↓

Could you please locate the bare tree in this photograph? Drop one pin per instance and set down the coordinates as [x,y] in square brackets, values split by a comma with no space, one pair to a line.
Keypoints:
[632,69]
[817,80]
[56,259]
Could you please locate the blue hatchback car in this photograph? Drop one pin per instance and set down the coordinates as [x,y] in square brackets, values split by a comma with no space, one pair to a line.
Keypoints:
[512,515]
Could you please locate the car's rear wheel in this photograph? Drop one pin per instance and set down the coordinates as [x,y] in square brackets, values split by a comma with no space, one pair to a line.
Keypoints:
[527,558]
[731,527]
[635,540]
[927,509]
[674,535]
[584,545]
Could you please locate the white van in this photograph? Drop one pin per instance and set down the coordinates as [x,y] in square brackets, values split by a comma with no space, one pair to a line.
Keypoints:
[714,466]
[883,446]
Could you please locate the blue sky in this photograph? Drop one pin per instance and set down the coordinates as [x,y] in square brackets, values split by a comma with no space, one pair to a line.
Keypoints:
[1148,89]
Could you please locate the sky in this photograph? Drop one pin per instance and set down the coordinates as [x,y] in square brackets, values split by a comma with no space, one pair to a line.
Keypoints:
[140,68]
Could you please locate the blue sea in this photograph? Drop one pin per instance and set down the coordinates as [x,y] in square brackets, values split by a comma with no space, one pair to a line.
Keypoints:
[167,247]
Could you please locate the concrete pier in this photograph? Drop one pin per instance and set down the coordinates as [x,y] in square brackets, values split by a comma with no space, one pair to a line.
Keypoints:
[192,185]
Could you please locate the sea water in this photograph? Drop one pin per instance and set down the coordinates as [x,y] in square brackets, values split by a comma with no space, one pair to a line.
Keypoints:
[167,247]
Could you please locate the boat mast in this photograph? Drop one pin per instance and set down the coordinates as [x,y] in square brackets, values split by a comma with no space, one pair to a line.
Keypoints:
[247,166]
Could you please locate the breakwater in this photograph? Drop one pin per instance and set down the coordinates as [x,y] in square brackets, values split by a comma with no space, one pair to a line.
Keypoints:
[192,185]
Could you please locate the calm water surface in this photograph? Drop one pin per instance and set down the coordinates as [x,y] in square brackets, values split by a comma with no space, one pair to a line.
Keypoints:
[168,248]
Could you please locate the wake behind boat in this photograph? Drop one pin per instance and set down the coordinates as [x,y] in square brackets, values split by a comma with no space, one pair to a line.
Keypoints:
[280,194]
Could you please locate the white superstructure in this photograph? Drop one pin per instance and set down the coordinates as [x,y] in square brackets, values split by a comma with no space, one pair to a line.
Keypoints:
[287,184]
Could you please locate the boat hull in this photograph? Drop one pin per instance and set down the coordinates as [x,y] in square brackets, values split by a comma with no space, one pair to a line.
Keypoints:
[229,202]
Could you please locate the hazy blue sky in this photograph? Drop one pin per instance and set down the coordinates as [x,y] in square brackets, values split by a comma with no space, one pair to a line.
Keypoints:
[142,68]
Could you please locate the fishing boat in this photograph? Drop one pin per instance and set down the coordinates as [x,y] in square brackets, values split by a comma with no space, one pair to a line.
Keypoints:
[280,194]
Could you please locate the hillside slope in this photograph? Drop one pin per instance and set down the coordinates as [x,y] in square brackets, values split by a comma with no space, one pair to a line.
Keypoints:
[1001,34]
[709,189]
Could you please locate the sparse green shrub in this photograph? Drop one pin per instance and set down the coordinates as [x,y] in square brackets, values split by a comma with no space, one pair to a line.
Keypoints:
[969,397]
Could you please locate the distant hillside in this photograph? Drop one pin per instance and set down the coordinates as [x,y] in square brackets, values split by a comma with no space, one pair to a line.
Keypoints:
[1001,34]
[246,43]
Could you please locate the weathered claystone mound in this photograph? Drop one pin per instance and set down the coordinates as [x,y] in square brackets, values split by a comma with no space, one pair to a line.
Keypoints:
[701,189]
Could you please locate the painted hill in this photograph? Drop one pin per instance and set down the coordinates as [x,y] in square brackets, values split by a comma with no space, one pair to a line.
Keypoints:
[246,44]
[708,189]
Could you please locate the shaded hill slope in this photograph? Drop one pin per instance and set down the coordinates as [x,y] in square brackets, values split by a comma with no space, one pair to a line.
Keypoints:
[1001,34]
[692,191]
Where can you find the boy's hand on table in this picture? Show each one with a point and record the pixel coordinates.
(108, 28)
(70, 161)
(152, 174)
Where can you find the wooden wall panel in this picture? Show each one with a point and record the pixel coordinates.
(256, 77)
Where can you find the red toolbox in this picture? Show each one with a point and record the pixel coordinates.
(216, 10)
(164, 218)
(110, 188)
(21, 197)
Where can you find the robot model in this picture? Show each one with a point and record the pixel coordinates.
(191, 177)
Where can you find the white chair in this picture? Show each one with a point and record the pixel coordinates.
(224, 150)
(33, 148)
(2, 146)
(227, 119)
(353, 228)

↑

*Objective*
Copy out exactly the lines between the line with "Where can you find the boy's" and the last line of the entries, counting both of those lines.

*Reply*
Where can you find the boy's hand on table in this picture? Show each one with a point and record the pixel coordinates.
(108, 28)
(70, 161)
(152, 174)
Where can you find the wooden wall panel in this picture? Show each one with a point and record the pixel coordinates.
(256, 77)
Where can you find the red toolbox in this picture? Show each one with a point and record the pixel coordinates.
(216, 10)
(164, 218)
(110, 188)
(21, 197)
Where can you find the robot model in this picture? Show each one with a point and record the pixel coordinates.
(191, 177)
Where can you find the white chair in this picture? Show each one with a point and record the pixel coordinates.
(224, 150)
(33, 148)
(2, 146)
(227, 119)
(353, 228)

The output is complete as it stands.